#### Excerpted data

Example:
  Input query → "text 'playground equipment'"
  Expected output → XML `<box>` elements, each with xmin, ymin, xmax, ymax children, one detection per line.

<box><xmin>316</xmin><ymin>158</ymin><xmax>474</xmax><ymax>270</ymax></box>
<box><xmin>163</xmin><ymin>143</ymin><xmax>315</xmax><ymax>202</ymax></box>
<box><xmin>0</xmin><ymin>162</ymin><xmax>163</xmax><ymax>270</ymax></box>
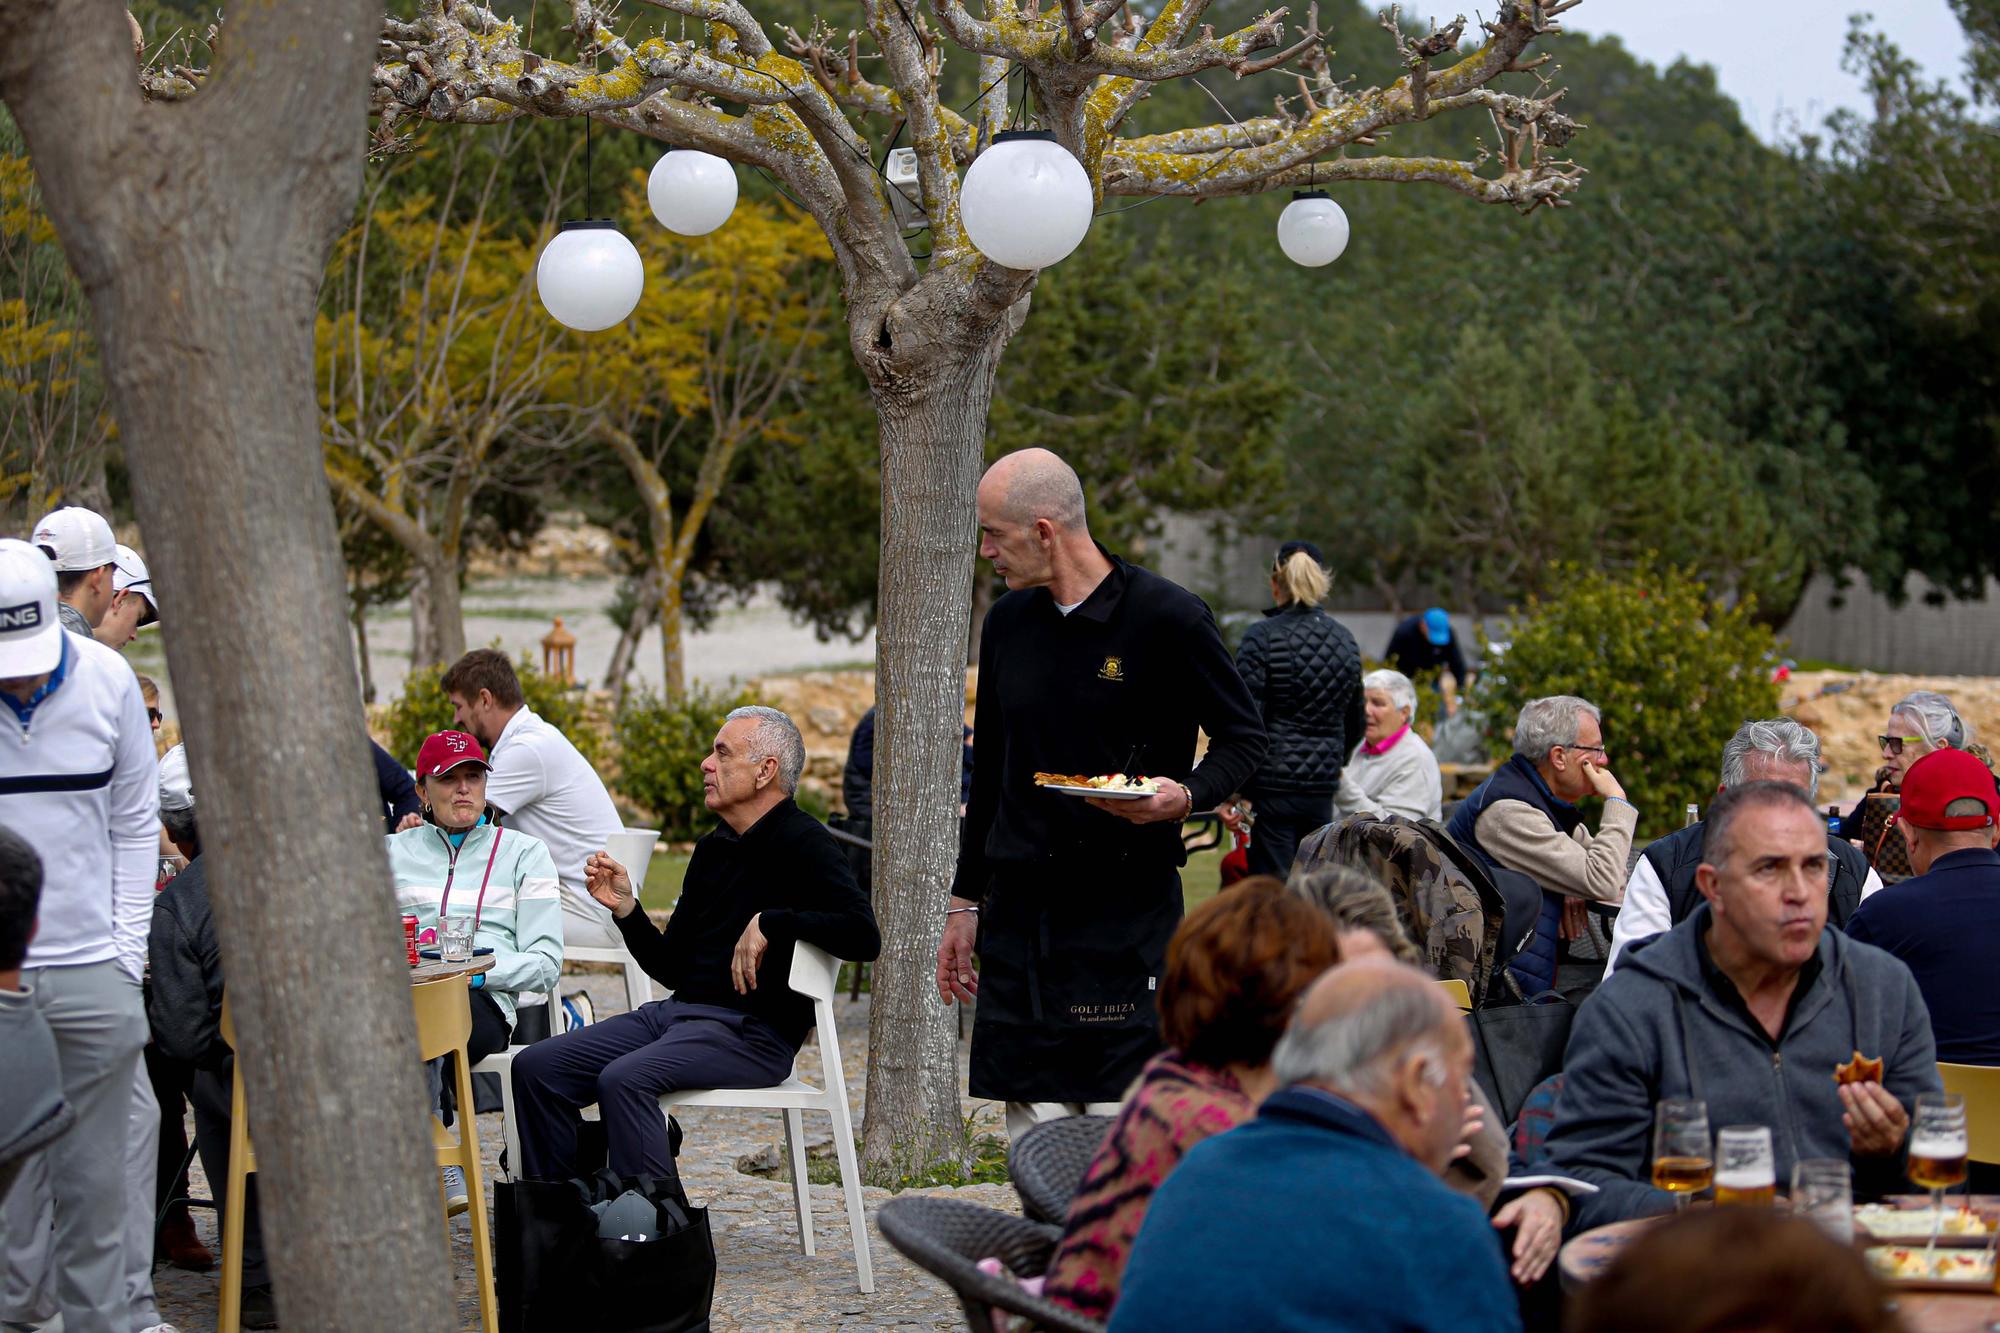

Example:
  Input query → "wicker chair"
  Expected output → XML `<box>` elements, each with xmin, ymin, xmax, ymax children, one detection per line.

########

● What the task requires
The expected output is each entry given again word for word, with pictures dropped.

● Response to the exercise
Example:
  Input query → "text 'playground equipment'"
  Expected output → XML `<box>` elements, each with xmin, ymin, xmax, ymax children, one detection per line.

<box><xmin>316</xmin><ymin>158</ymin><xmax>474</xmax><ymax>270</ymax></box>
<box><xmin>163</xmin><ymin>143</ymin><xmax>315</xmax><ymax>202</ymax></box>
<box><xmin>0</xmin><ymin>162</ymin><xmax>163</xmax><ymax>270</ymax></box>

Example:
  Input query → "wicker chair"
  Expected output → XML `<box>` elements, each with xmin, ymin, xmax, ymax children, one detection per line.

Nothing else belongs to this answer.